[begin Material provided]

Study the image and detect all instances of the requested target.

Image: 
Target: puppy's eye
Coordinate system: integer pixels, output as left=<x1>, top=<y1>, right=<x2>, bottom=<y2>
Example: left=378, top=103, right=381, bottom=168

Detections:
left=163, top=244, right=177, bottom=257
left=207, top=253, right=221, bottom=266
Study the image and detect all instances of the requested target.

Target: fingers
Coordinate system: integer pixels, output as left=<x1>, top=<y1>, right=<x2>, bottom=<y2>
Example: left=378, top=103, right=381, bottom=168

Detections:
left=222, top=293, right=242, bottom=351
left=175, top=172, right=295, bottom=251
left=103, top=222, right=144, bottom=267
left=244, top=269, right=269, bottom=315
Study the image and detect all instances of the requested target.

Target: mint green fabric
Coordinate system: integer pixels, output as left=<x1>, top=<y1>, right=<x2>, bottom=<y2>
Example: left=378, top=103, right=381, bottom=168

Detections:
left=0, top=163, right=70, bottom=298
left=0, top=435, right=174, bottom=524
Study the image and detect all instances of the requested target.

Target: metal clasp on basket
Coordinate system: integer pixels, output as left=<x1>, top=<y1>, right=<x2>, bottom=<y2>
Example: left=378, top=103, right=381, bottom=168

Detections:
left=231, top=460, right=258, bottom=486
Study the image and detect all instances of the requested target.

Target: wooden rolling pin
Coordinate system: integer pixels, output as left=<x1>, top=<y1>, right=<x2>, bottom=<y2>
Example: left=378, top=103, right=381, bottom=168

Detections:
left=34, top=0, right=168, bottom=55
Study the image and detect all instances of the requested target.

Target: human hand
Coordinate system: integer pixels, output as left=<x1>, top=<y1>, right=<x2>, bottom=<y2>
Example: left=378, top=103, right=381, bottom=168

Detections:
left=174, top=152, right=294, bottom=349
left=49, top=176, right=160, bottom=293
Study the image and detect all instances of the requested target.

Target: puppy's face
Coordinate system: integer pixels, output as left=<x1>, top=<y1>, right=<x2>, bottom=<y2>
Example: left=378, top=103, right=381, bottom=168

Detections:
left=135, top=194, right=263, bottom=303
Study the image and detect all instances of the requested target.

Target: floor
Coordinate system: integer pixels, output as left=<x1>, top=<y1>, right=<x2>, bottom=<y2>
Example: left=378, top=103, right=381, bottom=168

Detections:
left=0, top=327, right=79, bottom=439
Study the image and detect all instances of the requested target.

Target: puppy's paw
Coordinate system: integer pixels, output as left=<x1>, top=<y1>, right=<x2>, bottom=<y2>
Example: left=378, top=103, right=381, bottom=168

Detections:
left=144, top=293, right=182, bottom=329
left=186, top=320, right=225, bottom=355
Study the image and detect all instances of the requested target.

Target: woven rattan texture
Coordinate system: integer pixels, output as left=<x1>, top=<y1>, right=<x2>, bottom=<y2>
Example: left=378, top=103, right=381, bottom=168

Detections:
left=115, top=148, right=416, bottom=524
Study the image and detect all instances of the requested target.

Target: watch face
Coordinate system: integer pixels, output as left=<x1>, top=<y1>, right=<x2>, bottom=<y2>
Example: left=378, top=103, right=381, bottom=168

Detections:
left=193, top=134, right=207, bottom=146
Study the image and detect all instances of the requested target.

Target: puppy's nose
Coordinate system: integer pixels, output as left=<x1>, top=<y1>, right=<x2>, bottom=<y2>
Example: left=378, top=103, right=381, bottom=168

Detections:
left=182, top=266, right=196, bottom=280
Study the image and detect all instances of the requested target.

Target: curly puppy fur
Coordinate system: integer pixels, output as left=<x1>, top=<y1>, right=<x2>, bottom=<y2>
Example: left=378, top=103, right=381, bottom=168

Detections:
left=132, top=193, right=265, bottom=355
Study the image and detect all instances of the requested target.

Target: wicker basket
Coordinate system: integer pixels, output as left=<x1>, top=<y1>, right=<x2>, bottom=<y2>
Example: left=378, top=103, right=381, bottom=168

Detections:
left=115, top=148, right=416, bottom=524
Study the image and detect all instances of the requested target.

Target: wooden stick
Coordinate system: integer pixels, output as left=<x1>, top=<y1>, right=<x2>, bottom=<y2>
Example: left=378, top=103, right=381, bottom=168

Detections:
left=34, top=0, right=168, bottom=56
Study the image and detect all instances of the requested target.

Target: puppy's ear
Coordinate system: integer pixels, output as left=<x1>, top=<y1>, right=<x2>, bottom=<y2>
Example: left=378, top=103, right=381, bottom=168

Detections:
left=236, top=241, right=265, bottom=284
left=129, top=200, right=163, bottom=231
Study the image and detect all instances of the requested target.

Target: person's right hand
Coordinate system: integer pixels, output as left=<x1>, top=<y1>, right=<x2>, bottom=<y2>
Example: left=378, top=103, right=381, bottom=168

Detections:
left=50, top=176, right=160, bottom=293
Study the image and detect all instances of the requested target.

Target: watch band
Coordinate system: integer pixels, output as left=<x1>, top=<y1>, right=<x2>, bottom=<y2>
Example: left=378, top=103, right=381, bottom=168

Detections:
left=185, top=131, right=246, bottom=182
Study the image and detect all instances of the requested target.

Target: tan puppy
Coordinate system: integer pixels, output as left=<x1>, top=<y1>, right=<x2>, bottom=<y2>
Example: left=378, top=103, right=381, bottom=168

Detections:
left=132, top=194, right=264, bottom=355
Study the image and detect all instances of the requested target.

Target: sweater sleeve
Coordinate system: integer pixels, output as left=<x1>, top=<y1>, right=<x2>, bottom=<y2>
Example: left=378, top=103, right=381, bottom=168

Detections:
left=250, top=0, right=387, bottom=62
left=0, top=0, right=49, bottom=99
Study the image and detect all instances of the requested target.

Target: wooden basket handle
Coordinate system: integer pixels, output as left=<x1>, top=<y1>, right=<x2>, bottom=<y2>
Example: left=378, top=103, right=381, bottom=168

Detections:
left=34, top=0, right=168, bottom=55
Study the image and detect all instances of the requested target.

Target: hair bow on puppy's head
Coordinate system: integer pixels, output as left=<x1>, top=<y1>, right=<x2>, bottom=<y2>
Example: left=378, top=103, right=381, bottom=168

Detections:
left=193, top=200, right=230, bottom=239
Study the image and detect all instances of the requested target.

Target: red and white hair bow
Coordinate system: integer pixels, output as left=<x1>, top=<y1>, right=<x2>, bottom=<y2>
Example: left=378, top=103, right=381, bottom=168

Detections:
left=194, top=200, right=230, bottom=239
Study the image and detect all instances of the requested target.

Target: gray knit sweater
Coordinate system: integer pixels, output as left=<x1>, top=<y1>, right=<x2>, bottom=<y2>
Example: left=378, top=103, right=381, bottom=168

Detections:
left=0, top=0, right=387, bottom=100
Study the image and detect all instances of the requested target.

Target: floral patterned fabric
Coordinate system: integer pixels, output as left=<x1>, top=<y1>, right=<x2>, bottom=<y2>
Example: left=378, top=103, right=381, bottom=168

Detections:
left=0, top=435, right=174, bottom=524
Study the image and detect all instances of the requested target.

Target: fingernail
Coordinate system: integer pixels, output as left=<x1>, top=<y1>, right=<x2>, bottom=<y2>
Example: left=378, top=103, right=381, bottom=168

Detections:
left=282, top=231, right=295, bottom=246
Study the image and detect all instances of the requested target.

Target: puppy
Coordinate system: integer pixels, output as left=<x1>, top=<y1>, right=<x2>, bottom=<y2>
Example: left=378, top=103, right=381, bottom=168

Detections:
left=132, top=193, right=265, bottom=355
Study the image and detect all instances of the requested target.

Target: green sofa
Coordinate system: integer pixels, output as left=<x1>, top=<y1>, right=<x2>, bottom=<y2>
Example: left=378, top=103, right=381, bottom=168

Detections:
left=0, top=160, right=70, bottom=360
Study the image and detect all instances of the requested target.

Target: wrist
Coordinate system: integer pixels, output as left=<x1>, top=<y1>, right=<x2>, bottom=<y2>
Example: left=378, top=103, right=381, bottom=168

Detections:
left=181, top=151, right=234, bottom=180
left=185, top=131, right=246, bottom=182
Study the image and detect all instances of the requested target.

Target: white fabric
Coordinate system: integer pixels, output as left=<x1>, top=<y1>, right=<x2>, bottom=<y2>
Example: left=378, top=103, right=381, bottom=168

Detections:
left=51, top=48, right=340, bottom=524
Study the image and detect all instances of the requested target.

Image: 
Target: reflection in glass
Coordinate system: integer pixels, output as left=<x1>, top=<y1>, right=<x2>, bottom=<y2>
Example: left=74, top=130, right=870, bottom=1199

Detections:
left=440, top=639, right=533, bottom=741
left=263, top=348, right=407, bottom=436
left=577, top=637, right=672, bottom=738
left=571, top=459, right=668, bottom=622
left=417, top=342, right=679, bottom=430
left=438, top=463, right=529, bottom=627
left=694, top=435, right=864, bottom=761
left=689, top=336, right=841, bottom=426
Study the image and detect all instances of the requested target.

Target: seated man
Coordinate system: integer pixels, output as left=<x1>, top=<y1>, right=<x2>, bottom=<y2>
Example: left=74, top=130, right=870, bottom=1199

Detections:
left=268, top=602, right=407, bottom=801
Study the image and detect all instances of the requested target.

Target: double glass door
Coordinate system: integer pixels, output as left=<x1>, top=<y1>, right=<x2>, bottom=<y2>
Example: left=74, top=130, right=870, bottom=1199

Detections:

[end Material provided]

• [Exercise prompt] Count how many lines of the listing contain the word "wooden", and give only the number.

• [Task result] 3